**Named-object pointing entries:**
########################################

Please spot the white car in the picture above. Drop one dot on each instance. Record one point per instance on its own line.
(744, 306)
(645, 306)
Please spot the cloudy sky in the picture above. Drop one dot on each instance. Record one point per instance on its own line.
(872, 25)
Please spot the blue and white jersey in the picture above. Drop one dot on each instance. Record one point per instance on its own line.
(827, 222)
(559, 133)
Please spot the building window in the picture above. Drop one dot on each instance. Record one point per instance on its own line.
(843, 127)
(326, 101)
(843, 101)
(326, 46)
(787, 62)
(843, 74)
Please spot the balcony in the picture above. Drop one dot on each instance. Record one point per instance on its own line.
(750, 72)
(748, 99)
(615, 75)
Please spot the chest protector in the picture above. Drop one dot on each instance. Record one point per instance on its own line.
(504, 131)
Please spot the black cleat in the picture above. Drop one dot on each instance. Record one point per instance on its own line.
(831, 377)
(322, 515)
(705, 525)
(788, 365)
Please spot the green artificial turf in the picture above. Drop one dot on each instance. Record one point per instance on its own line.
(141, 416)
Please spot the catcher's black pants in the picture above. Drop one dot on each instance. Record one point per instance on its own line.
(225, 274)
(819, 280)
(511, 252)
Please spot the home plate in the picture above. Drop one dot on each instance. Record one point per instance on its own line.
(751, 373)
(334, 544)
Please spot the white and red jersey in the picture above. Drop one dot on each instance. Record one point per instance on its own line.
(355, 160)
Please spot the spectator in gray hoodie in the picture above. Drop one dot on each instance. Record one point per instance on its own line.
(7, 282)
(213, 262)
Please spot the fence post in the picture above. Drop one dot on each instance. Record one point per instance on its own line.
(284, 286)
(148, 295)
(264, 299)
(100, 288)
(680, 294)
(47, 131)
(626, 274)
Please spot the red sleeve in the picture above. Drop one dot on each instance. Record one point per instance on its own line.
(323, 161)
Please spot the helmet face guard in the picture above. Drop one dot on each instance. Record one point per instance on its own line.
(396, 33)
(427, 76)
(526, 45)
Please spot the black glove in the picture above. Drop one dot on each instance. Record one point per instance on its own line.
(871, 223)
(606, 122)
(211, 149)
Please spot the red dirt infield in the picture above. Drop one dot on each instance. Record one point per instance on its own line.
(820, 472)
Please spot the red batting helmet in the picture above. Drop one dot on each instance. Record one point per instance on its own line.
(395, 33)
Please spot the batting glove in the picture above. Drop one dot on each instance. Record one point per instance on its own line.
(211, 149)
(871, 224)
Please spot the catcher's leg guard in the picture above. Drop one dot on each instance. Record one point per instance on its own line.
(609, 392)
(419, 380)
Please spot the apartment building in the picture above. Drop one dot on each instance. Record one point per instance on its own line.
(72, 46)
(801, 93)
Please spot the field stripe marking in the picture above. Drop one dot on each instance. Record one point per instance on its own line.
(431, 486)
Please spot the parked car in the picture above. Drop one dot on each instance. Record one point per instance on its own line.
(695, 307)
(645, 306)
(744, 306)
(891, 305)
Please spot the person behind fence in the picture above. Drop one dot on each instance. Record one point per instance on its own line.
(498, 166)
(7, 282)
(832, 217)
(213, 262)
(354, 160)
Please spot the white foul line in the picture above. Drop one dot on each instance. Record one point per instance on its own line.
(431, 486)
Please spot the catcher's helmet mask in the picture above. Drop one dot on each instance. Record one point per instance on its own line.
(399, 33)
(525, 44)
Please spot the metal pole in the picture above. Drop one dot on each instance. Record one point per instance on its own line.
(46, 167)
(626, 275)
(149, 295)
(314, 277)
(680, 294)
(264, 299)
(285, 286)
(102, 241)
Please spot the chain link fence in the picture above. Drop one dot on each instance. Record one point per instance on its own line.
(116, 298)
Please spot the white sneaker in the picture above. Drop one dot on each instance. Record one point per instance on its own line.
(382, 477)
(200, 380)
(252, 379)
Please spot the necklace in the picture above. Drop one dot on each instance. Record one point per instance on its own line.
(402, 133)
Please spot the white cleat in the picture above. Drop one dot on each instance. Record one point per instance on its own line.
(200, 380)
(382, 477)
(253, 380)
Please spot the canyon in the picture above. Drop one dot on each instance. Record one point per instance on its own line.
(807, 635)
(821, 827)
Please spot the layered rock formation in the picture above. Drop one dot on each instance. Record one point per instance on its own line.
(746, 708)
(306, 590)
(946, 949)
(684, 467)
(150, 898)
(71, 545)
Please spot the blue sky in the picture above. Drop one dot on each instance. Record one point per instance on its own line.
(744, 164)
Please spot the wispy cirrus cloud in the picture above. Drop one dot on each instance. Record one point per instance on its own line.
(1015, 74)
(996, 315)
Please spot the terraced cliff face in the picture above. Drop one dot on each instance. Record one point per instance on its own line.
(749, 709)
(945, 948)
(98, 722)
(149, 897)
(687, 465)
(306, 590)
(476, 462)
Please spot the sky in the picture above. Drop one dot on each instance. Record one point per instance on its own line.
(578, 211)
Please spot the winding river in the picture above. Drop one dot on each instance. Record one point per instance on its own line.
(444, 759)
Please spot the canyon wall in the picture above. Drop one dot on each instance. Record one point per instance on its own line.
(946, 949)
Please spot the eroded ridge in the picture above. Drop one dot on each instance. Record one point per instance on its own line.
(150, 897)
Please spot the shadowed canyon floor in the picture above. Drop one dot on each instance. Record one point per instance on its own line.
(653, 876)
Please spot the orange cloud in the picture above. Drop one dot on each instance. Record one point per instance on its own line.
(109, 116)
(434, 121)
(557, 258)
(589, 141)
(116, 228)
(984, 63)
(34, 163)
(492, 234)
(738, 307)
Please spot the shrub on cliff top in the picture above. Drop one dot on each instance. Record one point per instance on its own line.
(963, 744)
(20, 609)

########################################

**What is expected:**
Copy all of the entries above word for word, keeping every line as it stands.

**Answer below:**
Please spot the white car in the picture above. Drop one dot on each instance. Record one point per instance on its own line.
(744, 306)
(645, 306)
Please spot the cloudy sky in the picture above. Drop one dot on each instance. Record one point per instance on its own line.
(872, 25)
Please spot the blue and white jersey in the picture above. Drop one dot on each instance. Record one point per instance on its own line.
(827, 222)
(559, 133)
Please spot the building window in the picture above. Drop one dot on each instance. Record one point per instance on its own line.
(843, 127)
(326, 101)
(843, 101)
(326, 46)
(787, 62)
(843, 74)
Please spot the balcony in the picture above. Drop one dot on each instance. Record one point per instance on its own line.
(750, 72)
(748, 99)
(615, 75)
Please spot the chest protector in the picture above. Drop one dot on each instance. Record one point per instance on its own line.
(504, 131)
Please spot the black cleat in the picture above. Drop one dot on each instance. Record one point per instance on its own line.
(831, 377)
(322, 515)
(705, 525)
(788, 365)
Please spot the green artificial turf in the picture above. Drop one dot on each instance. Record one point per instance on its own line.
(141, 416)
Please spot the catcher's black pants in the picture above. Drop one dot on each instance. Record one point per instance on its own line.
(225, 274)
(819, 280)
(511, 252)
Please spot the home plate in the picture above. Drop one dot on each instance. Record one point per instance on its own line.
(751, 373)
(334, 544)
Please spot the white and red jersey in the picture above. Drop one dot on each instance. Record one point per instance on its own line.
(355, 160)
Please spot the spectator in gray hoodie in the picture above. Drop one dot on each instance. Record one point per instance on its own line.
(7, 282)
(213, 262)
Please spot the fence post in the picture above. Drop one dot on each instance. Record one point per instance on its own line.
(284, 286)
(148, 295)
(264, 299)
(100, 288)
(680, 294)
(47, 131)
(626, 274)
Please spot the red sleeve in the picture above. Drop one dot on each instance. Record one point per instance on its own line.
(323, 161)
Please spot the helmet face guard in the picture above. Drop one dot on each instance. Record one point per instance on its own line.
(396, 33)
(427, 76)
(526, 45)
Please spot the black glove in the picture above. Drop one dot on each instance. Record one point per instance on its own line.
(871, 223)
(606, 122)
(211, 149)
Please spot the red dirt infield in the picture above. Drop one dot on each instance. Record one point per instance on its own line.
(820, 472)
Please spot the red batting helmet in the picture above. Drop one dot on each instance. Record one point per instance on its own line.
(395, 33)
Please spot the batting glove in the picture above. Drop one dot on each instance. Record one point per instance on its own line.
(211, 149)
(871, 224)
Please spot the catcher's leg guard in the picture above. Drop one dot on each instance. Record one point per instance on its own line.
(609, 392)
(419, 380)
Please spot the apartment building in the picture above. Drop one dot on each instance. Record one point per instance on its own line.
(72, 46)
(801, 93)
Please spot the field stripe marking in the picture above. Drop one dot on each instance. Record one point per instance on its own line.
(431, 486)
Please spot the parked car in the picture above. Drop one dot on each instance. Record one point per instance on its own line.
(695, 307)
(645, 306)
(744, 306)
(891, 305)
Please spot the person behind fence in the picture above. Drop one dot on each instance. Record one point per instance on its own line.
(498, 166)
(7, 282)
(832, 217)
(213, 262)
(354, 160)
Please spot the white foul line in the picture above. Drop one dot on each instance. Record one point per instance on its own line.
(431, 486)
Please spot the catcher's helmet mask in the picture above. Drop one dot on each instance. Record one point per instance on its own line.
(399, 33)
(525, 44)
Please spot the metal pole in the picture above. Drop one dot on each instance. Record one point per instance on its own line.
(46, 167)
(626, 275)
(149, 295)
(314, 277)
(680, 294)
(264, 299)
(285, 286)
(102, 241)
Please spot the chain link fence in the picture above. Drop one dot on each instance. Record one point per instance on its own line.
(116, 298)
Please spot the white sneaker in the picture above. Drop one dot on each instance. Record one point per instance on its own line.
(382, 477)
(200, 380)
(252, 379)
Please spot the necklace in the picture above. Drop one dot on each instance. Record one point per instance on its own line.
(402, 133)
Please spot the white cleat in the picture above. Drop one dot on each instance. Record one point per instance on its own line.
(200, 380)
(382, 477)
(253, 380)
Please spot the canyon in the picture above. Drop one dot on each instance. Record one point per instance on its own line.
(807, 635)
(821, 827)
Please spot the layered rock formation in the picture above. Drop one dot on each instance. Record one point per instance on its own line.
(746, 708)
(306, 590)
(946, 949)
(684, 467)
(150, 898)
(71, 545)
Please spot the blue sky in the picture above. Drop one dot on each instance. Record one point per instance on its own line.
(744, 164)
Please spot the wispy cirrus cloud in the picture above. Drop one dot on each instance. Record one point per instance on its own line.
(1015, 74)
(996, 315)
Please spot the terraced cliff face in the picture above. Drop one dot on each instance. Record one point per instance on its own line.
(749, 709)
(945, 948)
(98, 722)
(149, 897)
(687, 465)
(306, 590)
(476, 462)
Please spot the sky in the picture above. Drop one dot on each instance. Record one point per instance on its own line.
(578, 211)
Please spot the winding river in the picture above. Drop one dot on each instance. Record one point per instance on its own line.
(444, 759)
Please spot the canyon wall in the picture above. Drop one dot on each instance. Record one point per instance on its own line.
(946, 949)
Please spot the eroded ridge in the picture above. Drop one dot on each instance. Record one point per instance on its own line.
(150, 897)
Please spot the shadowed canyon floor in the picture above. Drop one dot on each instance. Record one point per instance on its own line.
(653, 876)
Please spot the orange cloud in the picture above. Drop one dot on each instance. Record one point per instance on its own line.
(109, 116)
(434, 121)
(557, 258)
(589, 141)
(116, 228)
(984, 63)
(34, 163)
(492, 234)
(738, 307)
Please spot the shrub on cliff top in the picture above. Drop one dot on each instance. Record one point per instance on its own line.
(963, 744)
(20, 609)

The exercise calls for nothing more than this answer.